- What is being asked
Take the line that contains "Query: tan building" and all lines after it, up to and including the last line of the data, and write them out exactly; nothing else belongs in the answer.

- Referring expression data
------------
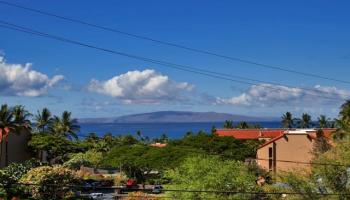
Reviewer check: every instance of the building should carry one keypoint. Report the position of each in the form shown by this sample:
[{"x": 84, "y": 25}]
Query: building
[
  {"x": 293, "y": 146},
  {"x": 290, "y": 150},
  {"x": 17, "y": 148},
  {"x": 250, "y": 134}
]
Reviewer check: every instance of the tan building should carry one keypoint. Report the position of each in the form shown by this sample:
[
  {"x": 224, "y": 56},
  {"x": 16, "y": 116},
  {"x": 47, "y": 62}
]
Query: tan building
[
  {"x": 291, "y": 150},
  {"x": 17, "y": 148}
]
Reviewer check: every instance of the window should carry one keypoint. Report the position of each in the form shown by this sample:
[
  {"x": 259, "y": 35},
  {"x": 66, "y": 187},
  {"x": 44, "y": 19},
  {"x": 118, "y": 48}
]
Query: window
------------
- Answer to this problem
Query: tan building
[
  {"x": 291, "y": 150},
  {"x": 17, "y": 148}
]
Reviewer check: every instance of the window should carry one keypoint. Report the position of each in the form shown by this sample:
[
  {"x": 259, "y": 35},
  {"x": 66, "y": 187},
  {"x": 44, "y": 19},
  {"x": 118, "y": 48}
]
Query: window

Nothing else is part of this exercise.